BRIEF —
Your reply should be made up of every line in the records below that holds the string "coyote".
BEGIN MATERIAL PROVIDED
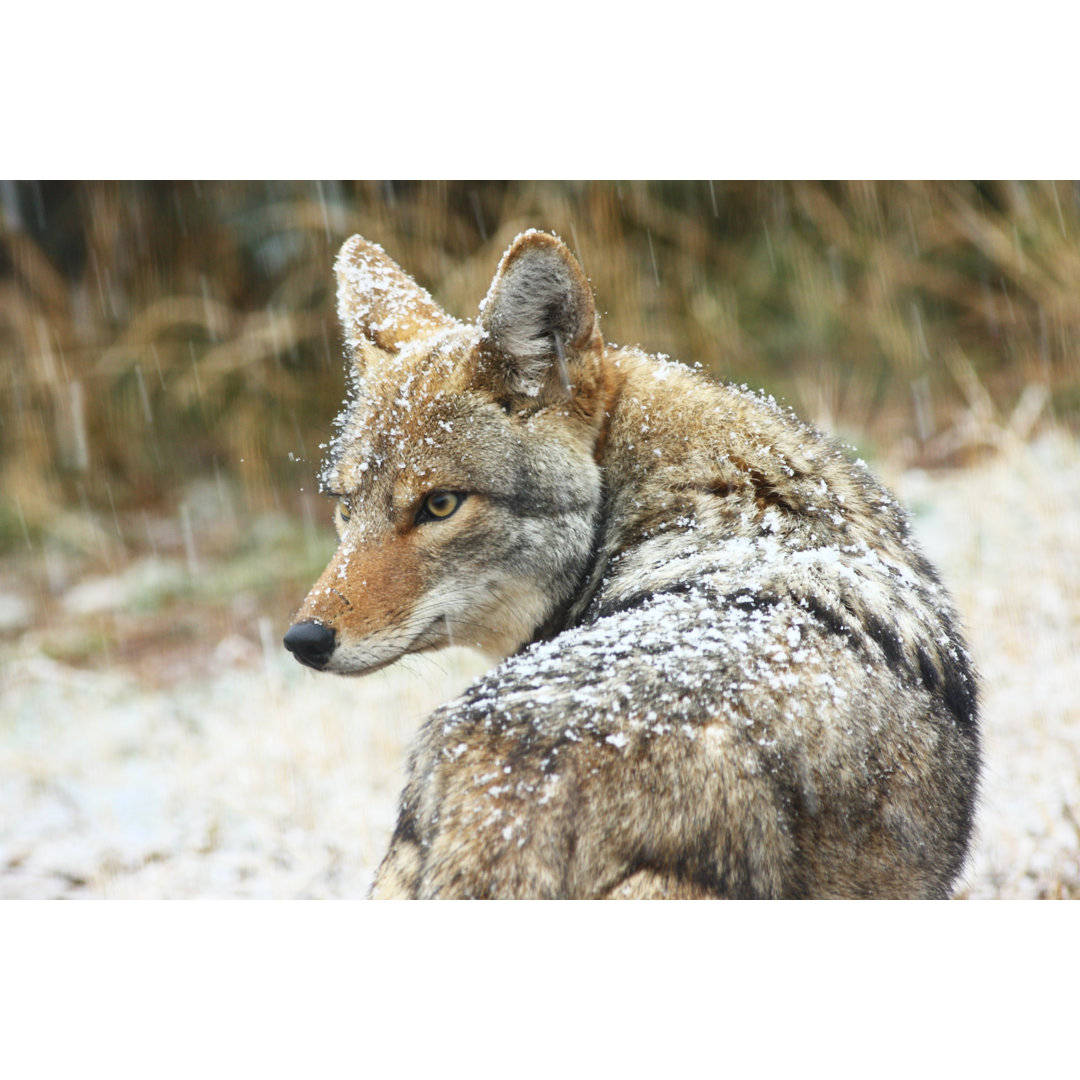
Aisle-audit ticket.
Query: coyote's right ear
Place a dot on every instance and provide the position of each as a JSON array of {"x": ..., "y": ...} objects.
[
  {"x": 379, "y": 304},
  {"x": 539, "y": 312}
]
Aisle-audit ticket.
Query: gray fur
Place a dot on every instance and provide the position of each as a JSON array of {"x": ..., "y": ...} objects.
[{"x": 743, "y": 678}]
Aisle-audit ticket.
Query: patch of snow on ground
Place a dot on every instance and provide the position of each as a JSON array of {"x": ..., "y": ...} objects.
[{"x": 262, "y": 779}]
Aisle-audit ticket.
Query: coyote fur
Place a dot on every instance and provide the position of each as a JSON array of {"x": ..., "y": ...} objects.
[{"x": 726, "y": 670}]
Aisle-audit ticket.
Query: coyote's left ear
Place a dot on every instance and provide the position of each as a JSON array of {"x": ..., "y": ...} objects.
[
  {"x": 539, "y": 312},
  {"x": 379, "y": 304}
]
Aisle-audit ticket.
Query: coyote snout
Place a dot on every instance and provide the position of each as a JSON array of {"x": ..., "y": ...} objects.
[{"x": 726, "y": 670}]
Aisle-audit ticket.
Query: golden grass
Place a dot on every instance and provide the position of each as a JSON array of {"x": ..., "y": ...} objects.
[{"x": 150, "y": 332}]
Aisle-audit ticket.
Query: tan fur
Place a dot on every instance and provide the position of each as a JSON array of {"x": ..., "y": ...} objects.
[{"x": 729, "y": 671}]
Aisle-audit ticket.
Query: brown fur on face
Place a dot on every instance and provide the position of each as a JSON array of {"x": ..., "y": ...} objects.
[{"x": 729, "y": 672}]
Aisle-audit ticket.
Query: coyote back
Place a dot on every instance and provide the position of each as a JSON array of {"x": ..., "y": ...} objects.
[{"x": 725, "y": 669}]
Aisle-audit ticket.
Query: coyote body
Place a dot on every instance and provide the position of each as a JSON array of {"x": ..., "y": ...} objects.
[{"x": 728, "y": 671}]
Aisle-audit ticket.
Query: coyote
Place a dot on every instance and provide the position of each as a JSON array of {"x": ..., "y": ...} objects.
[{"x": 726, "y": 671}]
END MATERIAL PROVIDED
FINISHED TASK —
Query: coyote's right ear
Query: coyote fur
Query: coyote's left ear
Query: coyote snout
Query: coyote back
Query: coyote body
Query: coyote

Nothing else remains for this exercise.